***** STORED DATA *****

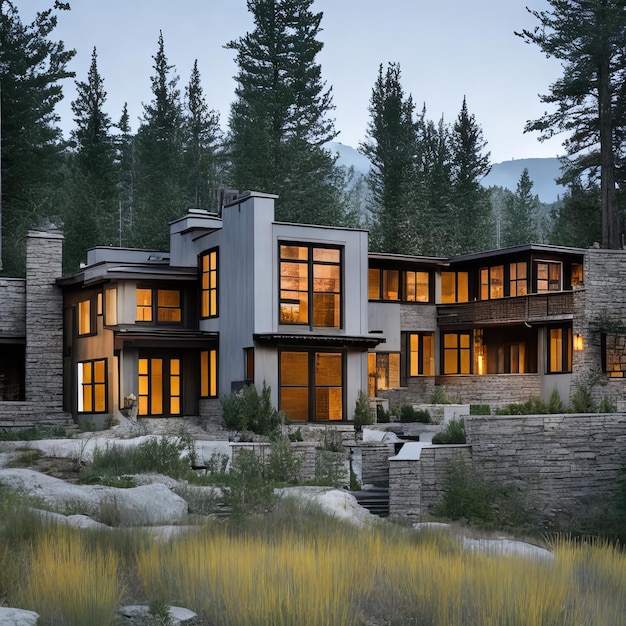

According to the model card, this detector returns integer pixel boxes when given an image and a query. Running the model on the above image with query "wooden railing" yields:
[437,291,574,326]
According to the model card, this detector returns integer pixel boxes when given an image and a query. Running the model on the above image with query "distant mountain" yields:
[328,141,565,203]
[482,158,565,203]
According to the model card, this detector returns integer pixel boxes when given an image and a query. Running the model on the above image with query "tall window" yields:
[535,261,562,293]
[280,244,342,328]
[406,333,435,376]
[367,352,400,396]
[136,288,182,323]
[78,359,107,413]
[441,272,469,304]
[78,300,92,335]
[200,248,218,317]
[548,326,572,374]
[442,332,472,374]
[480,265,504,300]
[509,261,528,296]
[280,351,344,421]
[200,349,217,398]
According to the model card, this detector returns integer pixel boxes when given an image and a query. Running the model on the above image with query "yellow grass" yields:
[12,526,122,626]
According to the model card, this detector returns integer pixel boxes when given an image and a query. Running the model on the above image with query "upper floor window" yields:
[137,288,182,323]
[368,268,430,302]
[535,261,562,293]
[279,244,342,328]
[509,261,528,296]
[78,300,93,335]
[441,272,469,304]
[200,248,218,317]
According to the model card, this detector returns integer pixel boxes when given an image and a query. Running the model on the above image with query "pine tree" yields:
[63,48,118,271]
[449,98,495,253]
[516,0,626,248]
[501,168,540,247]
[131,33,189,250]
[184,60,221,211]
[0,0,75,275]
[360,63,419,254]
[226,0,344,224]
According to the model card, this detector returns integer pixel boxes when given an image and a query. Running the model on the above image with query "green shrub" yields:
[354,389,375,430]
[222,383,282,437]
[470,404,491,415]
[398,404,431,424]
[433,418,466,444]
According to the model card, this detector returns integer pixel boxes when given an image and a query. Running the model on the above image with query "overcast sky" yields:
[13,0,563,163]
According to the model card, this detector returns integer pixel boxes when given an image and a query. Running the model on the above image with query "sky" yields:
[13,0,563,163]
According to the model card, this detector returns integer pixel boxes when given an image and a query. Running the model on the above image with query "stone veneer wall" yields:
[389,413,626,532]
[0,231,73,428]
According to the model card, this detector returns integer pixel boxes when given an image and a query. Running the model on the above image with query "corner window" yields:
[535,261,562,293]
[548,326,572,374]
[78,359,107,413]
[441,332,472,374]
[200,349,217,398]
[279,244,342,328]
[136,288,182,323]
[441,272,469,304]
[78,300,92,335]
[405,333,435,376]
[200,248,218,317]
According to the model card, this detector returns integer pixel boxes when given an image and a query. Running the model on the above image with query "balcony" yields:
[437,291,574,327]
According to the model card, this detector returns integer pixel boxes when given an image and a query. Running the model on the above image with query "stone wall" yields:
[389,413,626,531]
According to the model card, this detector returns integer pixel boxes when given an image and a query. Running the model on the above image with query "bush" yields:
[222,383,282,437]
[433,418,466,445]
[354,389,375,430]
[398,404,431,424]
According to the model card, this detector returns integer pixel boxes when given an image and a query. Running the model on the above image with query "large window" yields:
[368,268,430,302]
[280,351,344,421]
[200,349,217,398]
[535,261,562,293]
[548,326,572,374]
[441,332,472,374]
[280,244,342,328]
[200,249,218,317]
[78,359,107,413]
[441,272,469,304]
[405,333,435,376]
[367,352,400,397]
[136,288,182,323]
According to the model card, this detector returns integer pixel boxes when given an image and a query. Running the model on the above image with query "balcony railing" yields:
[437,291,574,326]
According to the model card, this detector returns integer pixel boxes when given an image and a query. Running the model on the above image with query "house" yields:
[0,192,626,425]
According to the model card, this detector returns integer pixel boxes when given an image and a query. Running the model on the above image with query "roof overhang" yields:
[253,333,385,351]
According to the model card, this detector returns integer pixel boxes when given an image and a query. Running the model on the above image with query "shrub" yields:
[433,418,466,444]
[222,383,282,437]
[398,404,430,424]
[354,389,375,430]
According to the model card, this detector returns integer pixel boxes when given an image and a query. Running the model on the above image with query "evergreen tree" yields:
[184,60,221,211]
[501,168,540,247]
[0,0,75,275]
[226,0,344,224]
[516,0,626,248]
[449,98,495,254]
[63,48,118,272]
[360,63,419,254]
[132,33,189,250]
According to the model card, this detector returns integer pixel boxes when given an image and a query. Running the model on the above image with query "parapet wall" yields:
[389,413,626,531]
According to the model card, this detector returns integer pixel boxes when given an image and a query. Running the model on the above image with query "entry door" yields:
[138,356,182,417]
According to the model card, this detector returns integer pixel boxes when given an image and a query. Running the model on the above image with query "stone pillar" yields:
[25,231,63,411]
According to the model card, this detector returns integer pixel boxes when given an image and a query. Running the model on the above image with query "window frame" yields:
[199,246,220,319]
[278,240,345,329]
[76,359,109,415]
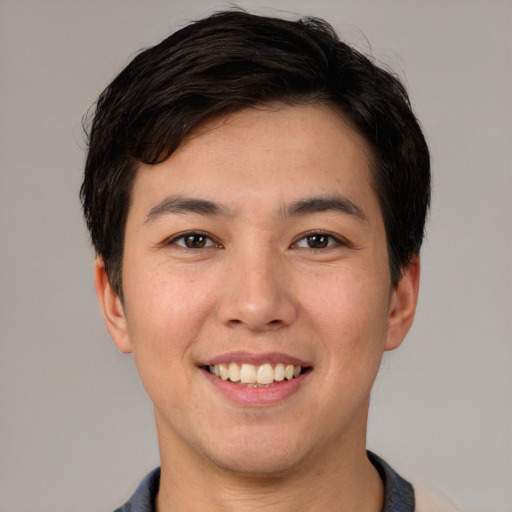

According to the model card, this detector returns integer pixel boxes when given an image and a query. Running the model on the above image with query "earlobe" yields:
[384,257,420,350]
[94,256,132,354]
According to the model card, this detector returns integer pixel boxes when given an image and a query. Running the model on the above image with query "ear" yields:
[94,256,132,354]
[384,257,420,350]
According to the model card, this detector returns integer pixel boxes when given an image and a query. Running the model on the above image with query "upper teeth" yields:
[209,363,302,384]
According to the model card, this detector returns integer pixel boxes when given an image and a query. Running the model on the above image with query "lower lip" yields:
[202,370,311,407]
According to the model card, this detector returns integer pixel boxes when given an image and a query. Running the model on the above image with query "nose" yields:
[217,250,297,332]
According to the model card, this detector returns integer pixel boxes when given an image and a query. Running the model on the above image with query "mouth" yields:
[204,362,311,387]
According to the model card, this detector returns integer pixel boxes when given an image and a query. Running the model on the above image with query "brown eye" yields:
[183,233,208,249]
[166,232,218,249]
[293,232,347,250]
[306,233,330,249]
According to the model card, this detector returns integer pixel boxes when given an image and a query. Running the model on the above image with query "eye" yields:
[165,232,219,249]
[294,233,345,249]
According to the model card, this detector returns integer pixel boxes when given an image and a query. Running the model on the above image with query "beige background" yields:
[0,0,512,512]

*****

- _WHAT THIS TASK INVOLVES_: How many of the lines above contain the string "railing", matching case exactly? Give only the number.

- _COMPLETE ANSWER_: 2